We need to process more bytes per
time.
Sai: Absolutely.
Nikolay: Lags can be nasty.
I don't like dealing with logical
decoding in Postgres 11, 12.
It's not pleasant at all.
So these improvements are exciting
and everyone should upgrade.
That's what I see here. You just
uncovered a lot of details.
That's great.
Sai: Yeah, absolutely. And the tricky
thing I mean with the good
beauty of like Postgres is
that like this is already inbuilt
in like Postgres core, right?
Like logical replication does
this by default.
It's just like, you know, a setting
you need to do say that like,
Hey, I want to use version 2 and
it will be significantly more
performant, reduce replication slot growth.
But if it's an ETL tool, who's
using logical decoding, the transaction
logic needs to be managed by the
ETL tool.
Because as you're reading like
in-flight transactions, we need
to keep track whether this transaction
is committed or not, and
then only we should push it to
the target.
It becomes tricky for ETL tools,
which we are working on in PADB
now as we speak.
But the beauty of Postgres is that
it just gives you the setting
out of the box and you just need
to upgrade your Postgres version
to 14, 15, and 16.
Nikolay: And with this, in 16 we
have an example.
I mean, the developers of these
tools like your company, they
now have an example of Postgres to Postgres
native logical replication to show how
it can be implemented.
So the reference example exists.
So it's good.
Yeah, that's great.
Sorry if my client interrupted
you.
No, not at all.
Michael: This is a really good
diversion.
But we've also, we've talked about
3 things already, right?
We've talked about throughput,
we've talked about lag, and we've
talked about slot size growth.

□ □ □ □

PROBLEM STATEMENT
Repeat, word for word, the portion of the Postgres replication discussion above between "We need to process" and "everyone should upgrade.", inclusive.

SOURCE EXCERPT
□ □ □ □

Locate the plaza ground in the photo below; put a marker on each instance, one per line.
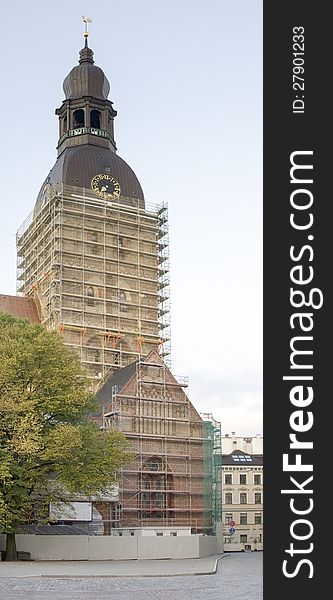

□ □ □ □

ANSWER
We need to process more bytes per
time.
Sai: Absolutely.
Nikolay: Lags can be nasty.
I don't like dealing with logical
decoding in Postgres 11, 12.
It's not pleasant at all.
So these improvements are exciting
and everyone should upgrade.